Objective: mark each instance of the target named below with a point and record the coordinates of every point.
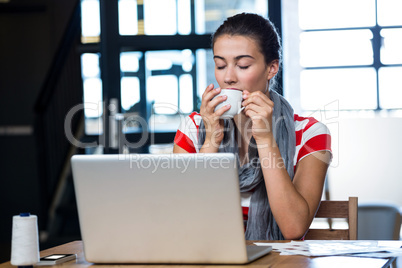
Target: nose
(230, 76)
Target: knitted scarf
(261, 224)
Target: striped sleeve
(187, 134)
(311, 136)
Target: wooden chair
(336, 209)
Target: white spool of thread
(25, 242)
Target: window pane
(90, 19)
(351, 88)
(391, 52)
(184, 16)
(389, 12)
(319, 14)
(164, 70)
(205, 76)
(210, 14)
(92, 87)
(128, 22)
(186, 93)
(129, 61)
(130, 94)
(162, 90)
(90, 65)
(336, 48)
(390, 79)
(160, 17)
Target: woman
(283, 158)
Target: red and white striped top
(311, 136)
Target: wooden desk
(273, 259)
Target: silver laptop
(166, 208)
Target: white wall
(367, 159)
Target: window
(350, 55)
(157, 78)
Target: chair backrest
(379, 221)
(333, 210)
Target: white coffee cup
(234, 98)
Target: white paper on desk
(314, 248)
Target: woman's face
(239, 64)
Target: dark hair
(261, 29)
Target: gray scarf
(261, 224)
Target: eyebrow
(236, 58)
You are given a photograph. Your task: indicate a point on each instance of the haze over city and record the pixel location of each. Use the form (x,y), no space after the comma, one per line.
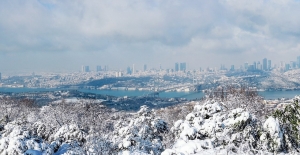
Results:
(50,35)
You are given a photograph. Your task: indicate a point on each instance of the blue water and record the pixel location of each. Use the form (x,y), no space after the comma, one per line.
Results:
(279,94)
(187,95)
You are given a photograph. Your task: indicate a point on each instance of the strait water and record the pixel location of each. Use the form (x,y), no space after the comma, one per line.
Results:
(187,95)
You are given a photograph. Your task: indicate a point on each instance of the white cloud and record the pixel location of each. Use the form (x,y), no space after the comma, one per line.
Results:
(163,31)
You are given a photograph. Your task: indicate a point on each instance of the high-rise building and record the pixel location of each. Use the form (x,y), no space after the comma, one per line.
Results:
(98,69)
(133,70)
(128,70)
(265,67)
(246,66)
(254,65)
(176,67)
(298,61)
(105,68)
(287,67)
(183,66)
(232,68)
(85,68)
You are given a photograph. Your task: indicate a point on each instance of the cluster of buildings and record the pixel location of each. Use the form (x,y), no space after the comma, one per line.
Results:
(265,65)
(181,67)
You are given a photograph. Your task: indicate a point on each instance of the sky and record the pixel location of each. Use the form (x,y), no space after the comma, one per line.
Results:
(55,35)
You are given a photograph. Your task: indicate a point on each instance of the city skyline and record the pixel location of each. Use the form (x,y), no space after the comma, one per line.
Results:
(50,35)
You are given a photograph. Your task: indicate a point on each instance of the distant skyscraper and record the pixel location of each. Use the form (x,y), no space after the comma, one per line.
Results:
(265,67)
(298,61)
(128,70)
(85,68)
(176,67)
(246,66)
(183,66)
(133,70)
(232,68)
(287,67)
(98,69)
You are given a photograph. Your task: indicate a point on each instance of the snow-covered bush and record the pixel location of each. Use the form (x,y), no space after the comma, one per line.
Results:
(287,126)
(142,134)
(210,127)
(16,139)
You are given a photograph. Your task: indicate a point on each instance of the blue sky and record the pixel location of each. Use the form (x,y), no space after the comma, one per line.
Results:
(54,35)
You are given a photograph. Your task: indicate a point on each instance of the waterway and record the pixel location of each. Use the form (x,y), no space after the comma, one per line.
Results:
(187,95)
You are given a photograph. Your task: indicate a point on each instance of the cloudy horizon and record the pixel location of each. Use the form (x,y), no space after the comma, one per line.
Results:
(53,35)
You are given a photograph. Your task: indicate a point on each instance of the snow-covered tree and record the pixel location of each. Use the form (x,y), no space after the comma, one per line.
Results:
(142,134)
(211,127)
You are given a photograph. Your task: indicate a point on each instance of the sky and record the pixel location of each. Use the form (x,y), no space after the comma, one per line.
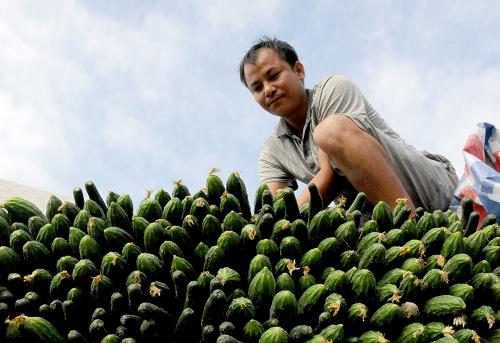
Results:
(135,95)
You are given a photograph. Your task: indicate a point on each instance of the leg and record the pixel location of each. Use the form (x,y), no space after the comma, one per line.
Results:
(361,159)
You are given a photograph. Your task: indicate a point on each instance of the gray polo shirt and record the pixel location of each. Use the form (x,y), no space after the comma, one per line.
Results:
(429,179)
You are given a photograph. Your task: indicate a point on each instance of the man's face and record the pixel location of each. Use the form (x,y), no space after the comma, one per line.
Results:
(276,86)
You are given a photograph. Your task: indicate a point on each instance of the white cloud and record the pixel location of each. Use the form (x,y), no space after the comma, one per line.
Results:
(137,97)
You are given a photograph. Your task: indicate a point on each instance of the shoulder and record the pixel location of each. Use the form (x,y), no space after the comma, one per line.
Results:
(333,83)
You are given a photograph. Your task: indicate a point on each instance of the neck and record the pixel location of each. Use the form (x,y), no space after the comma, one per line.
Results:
(298,120)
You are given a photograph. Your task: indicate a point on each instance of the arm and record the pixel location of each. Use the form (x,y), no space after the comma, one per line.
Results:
(324,180)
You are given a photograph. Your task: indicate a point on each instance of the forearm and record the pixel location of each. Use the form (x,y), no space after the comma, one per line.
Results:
(324,182)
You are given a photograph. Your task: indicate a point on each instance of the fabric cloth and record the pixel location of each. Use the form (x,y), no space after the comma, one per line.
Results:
(429,179)
(481,177)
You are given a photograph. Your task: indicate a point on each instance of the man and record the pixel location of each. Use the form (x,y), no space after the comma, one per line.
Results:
(331,135)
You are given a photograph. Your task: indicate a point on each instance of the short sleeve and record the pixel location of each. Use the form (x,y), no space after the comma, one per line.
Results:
(338,95)
(270,169)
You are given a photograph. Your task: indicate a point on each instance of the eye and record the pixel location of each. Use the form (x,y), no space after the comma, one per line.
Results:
(257,89)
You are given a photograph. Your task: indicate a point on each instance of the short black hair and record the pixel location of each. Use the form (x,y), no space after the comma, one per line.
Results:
(285,51)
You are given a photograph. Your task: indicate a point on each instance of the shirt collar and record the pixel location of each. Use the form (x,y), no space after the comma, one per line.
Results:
(284,128)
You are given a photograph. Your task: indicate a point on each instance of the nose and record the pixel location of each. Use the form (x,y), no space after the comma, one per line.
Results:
(269,89)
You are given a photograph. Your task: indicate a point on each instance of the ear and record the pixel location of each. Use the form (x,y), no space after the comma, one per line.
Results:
(299,69)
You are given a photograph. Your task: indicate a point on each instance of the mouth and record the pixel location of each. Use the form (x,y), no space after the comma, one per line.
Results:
(275,99)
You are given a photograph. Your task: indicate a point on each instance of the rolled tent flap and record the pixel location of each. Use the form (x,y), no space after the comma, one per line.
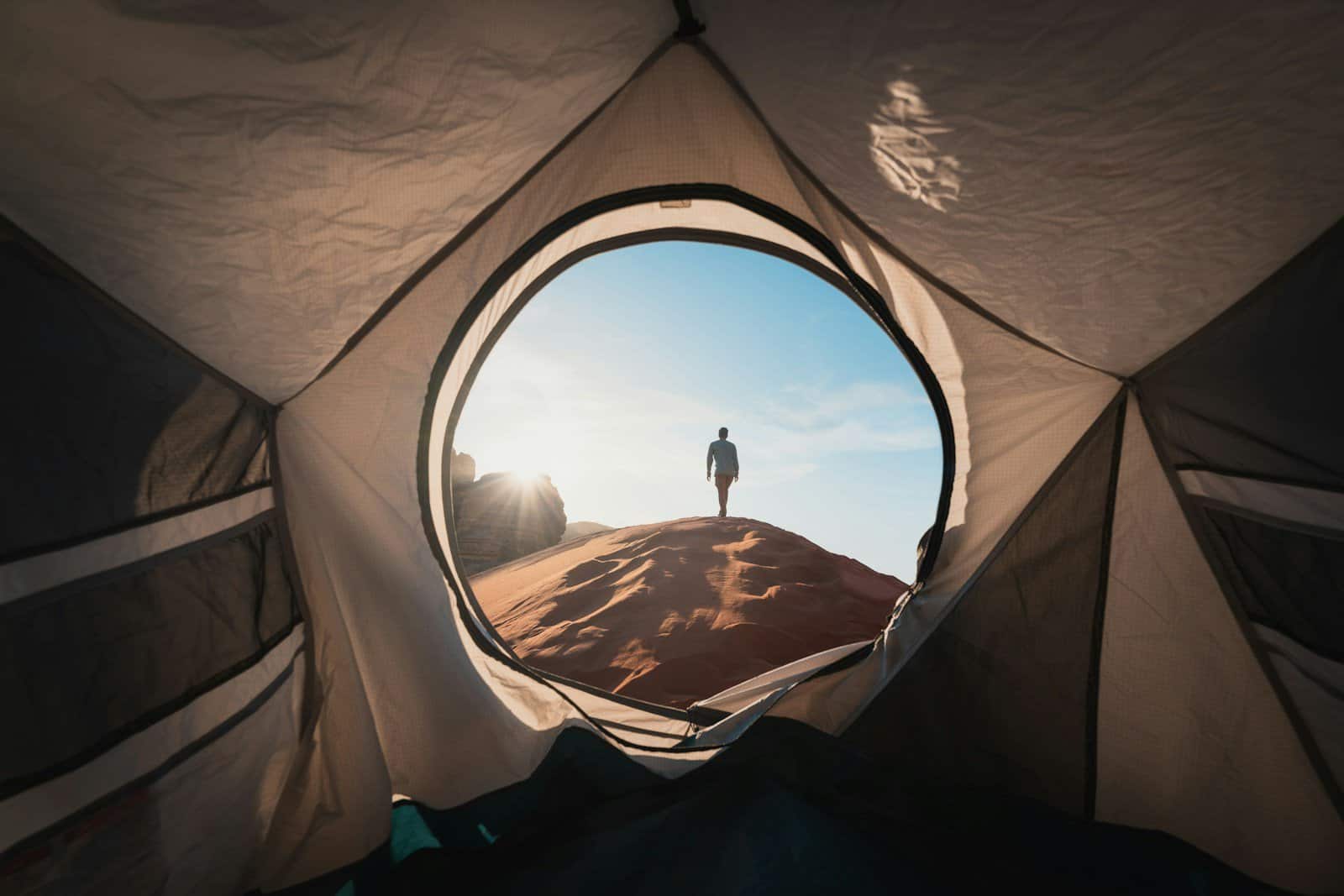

────────

What to do => List each line in the listing that contains the string "shirt".

Exercise result =>
You are given a photograph. Your task: indicate a point on each instance of the gray polo shirt and record the pixel location of each. Use the form (x,y), no space after the comma, one per line.
You are given a photograph. Your task: indicate a point on each instance of the shirt collar and record the pixel location of each. Use the form (x,y), no space after the comma, one per line.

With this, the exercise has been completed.